◆ PROBLEM SET
- A) In the forum discussion on diet, how many calories does an avocado have?
- B) Reproduce everything in the forum discussion on diet from "My BIL an endocrinologist" down to "than 300 calories.".

◆ SELECTED TEXT
BEGIN
My BIL an endocrinologist at BIDMC in Boston would say there is no real difference time-wise between sugars or carbs becoming glucose in the bloodstream and proteins entering the bloodstream as glucose. You’d be kidding yourself to think otherwise.

I totally get we are all miseducated over and over again on this topic. Stop paying for the books that lie to you.
++++++++++++

It is important for health reasons. Eat a small cheeseburger and your 300-calorie exercise walk is useless in that regard. Eat an avocado and it is worse. An avocado has more than 300 calories.

That is not so. The nutritionists do know a lot. Changing behaviors is tough. People tune into more radical ideas to push for change. These books generally avoid saying to eat fewer calories. That is too radical a change for most people. All of it turns to glucose in the liver at an extremely fast pace.

As far as older people eating more protein that is because one substance or chemical in protein helps retain the muscle you have. But if you have renal disease it is a very bad idea to eat more protein. Older people are much more prone to kidney disease.

I think your BIL would be mighty embarrased if he found out you were using him as a source for this misinformation. And if you are quoting him accurately, well…he deserves to be embarrassed

4 Likes

Do you know anything on the topic?

I am quoting him accurately. You are very misinformed for decades.

This quote is from Google. It debunks the garbage reading you and bt have been reading all your lives. You do not need to be embarrassed. People are wrong get over it.

According to BIl the process for carbs or proteins or fats time-wise is nothing. There are no timing differences.

VeeEnn you are over your head. You have been reading sheer garbage as we all have for decades.

Yeah, he had all those tested, triglycerides under 50, HDL over 50. No signs of inflammation. All numbers other than LDL and total cholesterol showed him to be in great shape. His first cardiologist had him overdosed on blood pressure meds as well, causing him to pass out more than once and having to wear a monitor for weeks at a time, which of course showed nothing. Worse yet, it took her office 5 days to respond to an emergency message. People, even doctors, are busy or lazy and just want an easy calculation of if total cholesterol > X, then statins.
END
◆ DATASET ENTRIES
BEGIN
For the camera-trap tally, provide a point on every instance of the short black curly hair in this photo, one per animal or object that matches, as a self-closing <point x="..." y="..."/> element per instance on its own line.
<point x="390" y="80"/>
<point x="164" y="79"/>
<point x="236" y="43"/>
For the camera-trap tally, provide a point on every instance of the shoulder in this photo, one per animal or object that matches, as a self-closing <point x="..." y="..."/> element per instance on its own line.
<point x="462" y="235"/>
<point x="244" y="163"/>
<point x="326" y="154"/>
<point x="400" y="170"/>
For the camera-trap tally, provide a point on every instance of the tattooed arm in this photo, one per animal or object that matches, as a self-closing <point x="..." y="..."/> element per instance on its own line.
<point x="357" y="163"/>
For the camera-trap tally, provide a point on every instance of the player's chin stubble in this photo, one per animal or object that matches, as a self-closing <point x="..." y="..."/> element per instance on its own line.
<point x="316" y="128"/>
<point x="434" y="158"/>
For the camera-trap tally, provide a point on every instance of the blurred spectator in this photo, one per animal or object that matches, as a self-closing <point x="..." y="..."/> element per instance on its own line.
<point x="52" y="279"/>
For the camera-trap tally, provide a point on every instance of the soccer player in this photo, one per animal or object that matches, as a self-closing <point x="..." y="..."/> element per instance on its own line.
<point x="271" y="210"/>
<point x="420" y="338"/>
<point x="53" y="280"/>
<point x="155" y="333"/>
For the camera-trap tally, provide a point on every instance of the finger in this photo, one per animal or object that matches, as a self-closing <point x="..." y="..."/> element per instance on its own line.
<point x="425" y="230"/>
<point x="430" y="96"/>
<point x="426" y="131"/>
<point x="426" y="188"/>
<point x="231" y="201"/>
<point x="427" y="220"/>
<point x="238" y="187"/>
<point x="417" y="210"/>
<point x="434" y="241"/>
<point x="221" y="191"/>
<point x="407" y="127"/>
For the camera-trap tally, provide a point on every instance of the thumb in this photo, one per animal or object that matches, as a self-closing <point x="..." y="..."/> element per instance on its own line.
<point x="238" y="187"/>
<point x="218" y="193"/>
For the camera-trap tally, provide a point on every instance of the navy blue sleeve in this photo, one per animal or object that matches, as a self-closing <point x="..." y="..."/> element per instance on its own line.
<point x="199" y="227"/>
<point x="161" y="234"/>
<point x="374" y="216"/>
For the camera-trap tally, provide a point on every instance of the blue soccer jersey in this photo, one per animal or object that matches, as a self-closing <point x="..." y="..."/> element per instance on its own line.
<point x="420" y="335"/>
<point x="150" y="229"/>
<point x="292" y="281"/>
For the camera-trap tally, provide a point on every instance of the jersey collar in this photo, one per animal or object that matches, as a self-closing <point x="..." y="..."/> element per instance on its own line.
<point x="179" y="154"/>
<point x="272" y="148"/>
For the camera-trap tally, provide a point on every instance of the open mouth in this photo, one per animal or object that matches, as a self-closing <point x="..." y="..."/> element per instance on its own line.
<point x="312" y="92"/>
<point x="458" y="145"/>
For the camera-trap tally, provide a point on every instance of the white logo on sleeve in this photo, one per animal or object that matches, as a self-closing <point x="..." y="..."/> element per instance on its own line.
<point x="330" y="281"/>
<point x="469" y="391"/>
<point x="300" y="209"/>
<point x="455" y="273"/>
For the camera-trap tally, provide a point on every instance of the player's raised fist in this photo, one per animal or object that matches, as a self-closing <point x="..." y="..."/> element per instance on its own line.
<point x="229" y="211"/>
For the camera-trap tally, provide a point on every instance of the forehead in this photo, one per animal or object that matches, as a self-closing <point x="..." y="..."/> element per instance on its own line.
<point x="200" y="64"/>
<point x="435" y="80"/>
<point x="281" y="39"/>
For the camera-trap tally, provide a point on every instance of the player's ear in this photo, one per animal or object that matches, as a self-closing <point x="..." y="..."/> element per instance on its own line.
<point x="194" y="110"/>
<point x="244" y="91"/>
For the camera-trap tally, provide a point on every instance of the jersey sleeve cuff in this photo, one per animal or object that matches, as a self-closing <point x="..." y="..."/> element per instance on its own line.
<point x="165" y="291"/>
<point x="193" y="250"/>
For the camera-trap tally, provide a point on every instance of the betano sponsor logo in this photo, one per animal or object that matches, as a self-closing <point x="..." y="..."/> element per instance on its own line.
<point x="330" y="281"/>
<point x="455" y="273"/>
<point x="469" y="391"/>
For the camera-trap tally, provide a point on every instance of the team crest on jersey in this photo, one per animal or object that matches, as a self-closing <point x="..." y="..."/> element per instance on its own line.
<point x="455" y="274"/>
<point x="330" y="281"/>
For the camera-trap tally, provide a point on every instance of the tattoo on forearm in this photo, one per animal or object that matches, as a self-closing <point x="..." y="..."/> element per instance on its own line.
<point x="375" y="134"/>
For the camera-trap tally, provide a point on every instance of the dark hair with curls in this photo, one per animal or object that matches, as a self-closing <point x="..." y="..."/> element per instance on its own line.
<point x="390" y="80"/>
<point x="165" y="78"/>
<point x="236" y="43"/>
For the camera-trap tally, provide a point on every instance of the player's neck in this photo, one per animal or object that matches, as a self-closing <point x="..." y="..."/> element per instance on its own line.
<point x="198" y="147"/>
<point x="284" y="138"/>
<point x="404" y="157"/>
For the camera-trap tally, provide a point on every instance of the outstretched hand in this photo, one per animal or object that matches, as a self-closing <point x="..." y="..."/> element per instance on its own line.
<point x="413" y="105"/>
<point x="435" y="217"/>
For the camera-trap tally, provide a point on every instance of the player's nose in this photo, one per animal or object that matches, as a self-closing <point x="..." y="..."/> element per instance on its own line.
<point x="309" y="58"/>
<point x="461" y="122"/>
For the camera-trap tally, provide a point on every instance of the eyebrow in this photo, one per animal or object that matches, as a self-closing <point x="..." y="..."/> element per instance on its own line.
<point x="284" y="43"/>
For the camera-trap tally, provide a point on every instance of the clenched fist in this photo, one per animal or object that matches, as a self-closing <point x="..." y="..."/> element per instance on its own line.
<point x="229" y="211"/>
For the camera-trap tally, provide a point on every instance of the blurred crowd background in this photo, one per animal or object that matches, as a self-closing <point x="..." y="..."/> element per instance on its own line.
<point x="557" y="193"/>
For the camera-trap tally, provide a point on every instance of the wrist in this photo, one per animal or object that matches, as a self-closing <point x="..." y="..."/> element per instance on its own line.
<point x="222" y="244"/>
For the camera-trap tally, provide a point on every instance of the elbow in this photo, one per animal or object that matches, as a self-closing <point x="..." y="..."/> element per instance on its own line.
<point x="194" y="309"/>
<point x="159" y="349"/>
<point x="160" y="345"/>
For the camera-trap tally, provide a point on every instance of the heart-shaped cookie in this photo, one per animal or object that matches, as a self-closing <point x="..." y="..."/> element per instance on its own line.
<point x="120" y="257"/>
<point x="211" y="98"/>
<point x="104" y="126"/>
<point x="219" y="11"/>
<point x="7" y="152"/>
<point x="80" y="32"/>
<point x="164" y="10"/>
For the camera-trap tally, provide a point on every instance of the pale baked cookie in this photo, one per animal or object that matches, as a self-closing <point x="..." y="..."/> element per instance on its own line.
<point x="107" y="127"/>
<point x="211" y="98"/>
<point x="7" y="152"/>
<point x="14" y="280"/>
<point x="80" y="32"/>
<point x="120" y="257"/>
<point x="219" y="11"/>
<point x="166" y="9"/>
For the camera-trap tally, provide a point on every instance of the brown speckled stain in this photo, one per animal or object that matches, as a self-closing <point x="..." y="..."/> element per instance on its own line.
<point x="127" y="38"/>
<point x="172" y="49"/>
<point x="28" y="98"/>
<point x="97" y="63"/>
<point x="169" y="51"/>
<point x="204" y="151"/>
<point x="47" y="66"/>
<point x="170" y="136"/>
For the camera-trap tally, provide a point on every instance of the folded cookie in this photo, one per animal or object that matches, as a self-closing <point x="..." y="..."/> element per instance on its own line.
END
◆ COMPLETED EXERCISE
- A) More than 300 calories.

- B)
My BIL an endocrinologist at BIDMC in Boston would say there is no real difference time-wise between sugars or carbs becoming glucose in the bloodstream and proteins entering the bloodstream as glucose. You’d be kidding yourself to think otherwise.

I totally get we are all miseducated over and over again on this topic. Stop paying for the books that lie to you.
++++++++++++

It is important for health reasons. Eat a small cheeseburger and your 300-calorie exercise walk is useless in that regard. Eat an avocado and it is worse. An avocado has more than 300 calories.